Hunian sementara (huntara) yang tak ditempati tersebut antara lain di Desa Pandere dan Desa Kalawara, Kecamatan Gumbasa, Kabupaten Sigi, Sulteng. Semua huntara dirancang berbentuk rumah panggung dengan konstruksi utama papan lapis dan baja ringan.
Pantauan pada Kamis (22/8/2019), di Pandere, ada 3 unit/blok huntara atau sebanyak 36 kamar/bilik, semuanya belum dihuni. Masing-masing bilik sudah dilengkapi dengan meteran listrik dan satu kipas angin. Hanya lampu listrik belum dipasang. Ada dua tangki air yang terus mengalirkan air. Satu blok/unit terdiri dari 12 kamar/bilik.
Di Desa Kalawara, terdapat 6 unit huntara (72 kamar). Dari jumlah tersebut, baru empat unit yang ditempati. Meteran listrik dan kipas angin juga sudah dipasang. Tangki air sebanyak masing-masing dua unit untuk setiap blok juga telah tersedia.
Unit huntara di Kalawara yang belum ditempati tak terawat. Di dapur, sampah berserakan. Bahkan, kotoran hewan berserakan di teras depan bilik. Rumput liar tumbuh tinggi di sela-sela antarunit.
Tiga dari empat keluarga yang menempati huntara di Kalawara tak terdaftar sebagai penghuni huntara. Mereka menempati huntara atas izin aparat desa setempat.
Oktavianus (28), yang terdata sebagai penerima huntara Kalawara, menyatakan dirinya memilih memperbaiki rumah yang rusak ketimbang tinggal di huntara. "Di sini, banyak ternak yang harus kami urus," ujarnya.
Huntara itu berjarak sekitar 1 kilometer dari rumah Oktavianus. Rumah keluarga Oktavianus rusak parah saat gempa September 2018 lalu, tetapi kini telah diperbaiki dan ditempati.
Dengan kondisi saat itu, yakni tinggal di tenda karena rumah rusak, semua mau ke huntara. Namun, dalam perkembangan, warga memperbaiki rumahnya dan menempatinya.
Sekretaris Desa Pandere Arnius Galuku menyatakan, data penerima huntara disampaikan saat awal-awal bencana. "Dengan kondisi saat itu, yakni tinggal di tenda karena rumah rusak, semua mau ke huntara. Namun, dalam perkembangan, warga memperbaiki rumahnya dan menempatinya," katanya.
Penerima huntara di Kalawara sebanyak 72 keluarga, sesuai dengan jumlah bilik yang telah dibangun. Huntara Kalawara rampung digarap pada April lalu. Arnius menyatakan, dirinya tetap mendorong agar penyintas penerima huntara segera menempatinya.
Kalau mereka tetap tidak mau menempati huntara, salah satu opsinya, keluarga yang menumpang di rumah orangtua meskipun tidak terdata sebagai penerima huntara, diusahakan untuk masuk ke huntara.

PETUNJUK PENGERJAAN:
1. Tentukan apakah setiap pernyataan berikut sesuai dengan bacaan tentang huntara di Sigi: (a) di Desa Pandere, seluruh 36 bilik huntara belum dihuni; (b) lampu listrik sudah terpasang di setiap bilik huntara Pandere; (c) huntara Kalawara rampung digarap pada September 2018. Jawab ya atau tidak untuk masing-masing, sertakan kutipan persis dari bacaan yang menjadi dasarnya.
2. Salin tanpa perubahan bagian bacaan tentang huntara di Sigi, mulai dari "Hunian sementara (huntara)" sampai dengan "dan baja ringan.".

CATATAN YANG DITAMPILKAN:
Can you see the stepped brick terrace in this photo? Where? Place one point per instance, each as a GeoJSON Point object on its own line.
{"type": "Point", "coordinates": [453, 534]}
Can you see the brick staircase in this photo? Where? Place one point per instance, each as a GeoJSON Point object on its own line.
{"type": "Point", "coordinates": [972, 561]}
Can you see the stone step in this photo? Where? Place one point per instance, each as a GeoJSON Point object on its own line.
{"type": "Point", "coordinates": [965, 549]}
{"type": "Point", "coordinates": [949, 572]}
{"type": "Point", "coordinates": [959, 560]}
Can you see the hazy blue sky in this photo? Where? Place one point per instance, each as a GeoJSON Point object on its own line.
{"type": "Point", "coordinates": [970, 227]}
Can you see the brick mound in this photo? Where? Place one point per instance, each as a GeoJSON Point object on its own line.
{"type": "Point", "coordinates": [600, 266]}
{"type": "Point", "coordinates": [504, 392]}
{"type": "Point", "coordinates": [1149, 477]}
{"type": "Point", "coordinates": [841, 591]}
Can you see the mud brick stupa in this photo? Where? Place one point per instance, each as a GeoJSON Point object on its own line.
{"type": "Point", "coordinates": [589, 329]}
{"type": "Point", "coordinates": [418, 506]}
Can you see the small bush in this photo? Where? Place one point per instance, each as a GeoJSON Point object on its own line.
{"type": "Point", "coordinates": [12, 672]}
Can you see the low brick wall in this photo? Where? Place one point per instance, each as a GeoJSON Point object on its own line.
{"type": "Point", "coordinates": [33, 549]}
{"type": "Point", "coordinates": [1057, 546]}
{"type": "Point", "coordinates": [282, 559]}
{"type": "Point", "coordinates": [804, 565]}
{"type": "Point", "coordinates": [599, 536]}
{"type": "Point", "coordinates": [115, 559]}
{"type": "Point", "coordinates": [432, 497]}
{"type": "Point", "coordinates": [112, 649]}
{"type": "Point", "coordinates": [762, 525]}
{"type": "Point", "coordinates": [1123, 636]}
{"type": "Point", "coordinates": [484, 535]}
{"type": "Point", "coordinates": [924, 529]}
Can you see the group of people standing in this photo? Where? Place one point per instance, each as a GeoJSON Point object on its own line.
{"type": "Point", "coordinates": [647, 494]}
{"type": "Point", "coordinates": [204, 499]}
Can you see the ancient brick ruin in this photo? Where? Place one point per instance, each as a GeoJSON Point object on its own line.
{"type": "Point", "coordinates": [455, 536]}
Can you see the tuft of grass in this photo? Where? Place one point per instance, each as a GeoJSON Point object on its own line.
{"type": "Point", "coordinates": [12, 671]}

KUNCI JAWABAN:
1.
(a) Ya: "ada 3 unit/blok huntara atau sebanyak 36 kamar/bilik, semuanya belum dihuni"
(b) Tidak: "Hanya lampu listrik belum dipasang."
(c) Tidak: "Huntara Kalawara rampung digarap pada April lalu."

2.
Hunian sementara (huntara) yang tak ditempati tersebut antara lain di Desa Pandere dan Desa Kalawara, Kecamatan Gumbasa, Kabupaten Sigi, Sulteng. Semua huntara dirancang berbentuk rumah panggung dengan konstruksi utama papan lapis dan baja ringan.